## Tâches à réaliser:
A) Recopiez à l’identique le passage de l’article sur l’assurance et la micro-assurance situé entre « Ainsi, au Cambodge, la » et « risques de santé. », bornes incluses.
B) Répondez à ces questions d’après l’article sur l’assurance et la micro-assurance :
(i) Quelle banque Muhammad Yunus a-t-il créée, et dans quel pays ?
(ii) Au Cambodge, à quoi serait due la pauvreté de plus de la moitié des plus démunis ?
(iii) En Inde, quelle proportion des malades ayant dû être hospitalisés sombreraient dans la pauvreté ?
C) Prolongez l’article sur l’assurance et la micro-assurance dans le développement, en reprenant après sa dernière phrase.

## Texte présenté:

Assurance, micro-assurance et développement

Marc Nabeth, chercheur associé à l’Institut Thomas More

12 février 2007 • Opinion •


Alors que le prix Nobel de la paix 2006, décerné à Muhammad Yunus – le créateur de la Grameen Bank au Bangladesh – , vient saluer trente ans de développement du microcrédit, force est de constater que l’assurance fut longtemps le parent pauvre de l’économie du développement. Cet oubli du rôle de l’assurance dans le développement économique et social d’une société est d’autant plus surprenant que la vulnérabilité face aux aléas de la vie perpétue la pauvreté.

Ainsi, au Cambodge, la pauvreté de plus de la moitié des plus démunis serait due à une maladie ou à un accident invalidant, tandis que, en Inde, entre le tiers et la moitié des malades ayant dû être hospitalisés sombreraient dans la pauvreté à cause d’une protection inadéquate contre les risques de santé.

## Données à analyser:

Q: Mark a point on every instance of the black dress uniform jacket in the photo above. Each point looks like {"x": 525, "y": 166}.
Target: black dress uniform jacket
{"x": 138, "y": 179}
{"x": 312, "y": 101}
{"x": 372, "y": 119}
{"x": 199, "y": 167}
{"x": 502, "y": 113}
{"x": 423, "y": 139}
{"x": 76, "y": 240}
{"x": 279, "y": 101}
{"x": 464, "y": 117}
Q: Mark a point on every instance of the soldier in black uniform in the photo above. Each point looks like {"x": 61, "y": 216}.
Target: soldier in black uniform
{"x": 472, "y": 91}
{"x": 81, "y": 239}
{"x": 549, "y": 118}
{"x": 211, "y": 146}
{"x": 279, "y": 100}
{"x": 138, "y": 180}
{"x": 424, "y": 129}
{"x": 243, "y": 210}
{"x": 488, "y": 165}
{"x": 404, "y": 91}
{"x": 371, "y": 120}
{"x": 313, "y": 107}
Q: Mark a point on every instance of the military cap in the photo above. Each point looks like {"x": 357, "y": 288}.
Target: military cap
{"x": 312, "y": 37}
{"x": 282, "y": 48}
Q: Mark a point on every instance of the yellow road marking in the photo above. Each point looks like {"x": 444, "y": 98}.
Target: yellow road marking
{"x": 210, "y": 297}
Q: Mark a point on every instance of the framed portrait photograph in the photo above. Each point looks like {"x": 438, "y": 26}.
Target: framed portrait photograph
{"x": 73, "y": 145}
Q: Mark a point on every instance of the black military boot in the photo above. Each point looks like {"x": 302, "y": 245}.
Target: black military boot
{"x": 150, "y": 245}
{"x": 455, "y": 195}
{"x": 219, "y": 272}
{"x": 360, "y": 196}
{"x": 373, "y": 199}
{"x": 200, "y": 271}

## Réponses ordonnées:
A)
Ainsi, au Cambodge, la pauvreté de plus de la moitié des plus démunis serait due à une maladie ou à un accident invalidant, tandis que, en Inde, entre le tiers et la moitié des malades ayant dû être hospitalisés sombreraient dans la pauvreté à cause d’une protection inadéquate contre les risques de santé.

B)
(i) La Grameen Bank, au Bangladesh.
(ii) À une maladie ou à un accident invalidant.
(iii) Entre le tiers et la moitié.

C)
La liste des risques susceptibles de plonger les individus dans la misère en raison d’un sinistre non couvert est en réalité bien longue, et il suffit aux assurés que nous sommes de se projeter un temps dans un monde sans assurance privée ou sans protection sociale pour en dresser l’inventaire.

« La vie des pauvres est un long risque », confiait le client d’une institution de microfinance (IMF) aux Philippines. Mesurant la précarité de leur situation, les populations n’ont pourtant de cesse de gérer ces risques à travers des systèmes informels (dons et contre-dons, tontines, fonds funéraires, diversification des actifs et des réseaux de sociabilité, etc.) susceptibles d’atténuer les chocs. Ce besoin de sécurité n’a rien d’original, et François-Xavier Albouy, consultant de la société d’ingénierie Sofreco, citant les travaux de l’anthropologue Mary Douglas, de rappeler à juste titre que « les sociétés humaines peuvent toujours être analysées comme des formes de protection contre les risques extérieurs, les aléas de la vie » (« Principe de précaution, prévention et assurance », Revue d’économie financière, N°80).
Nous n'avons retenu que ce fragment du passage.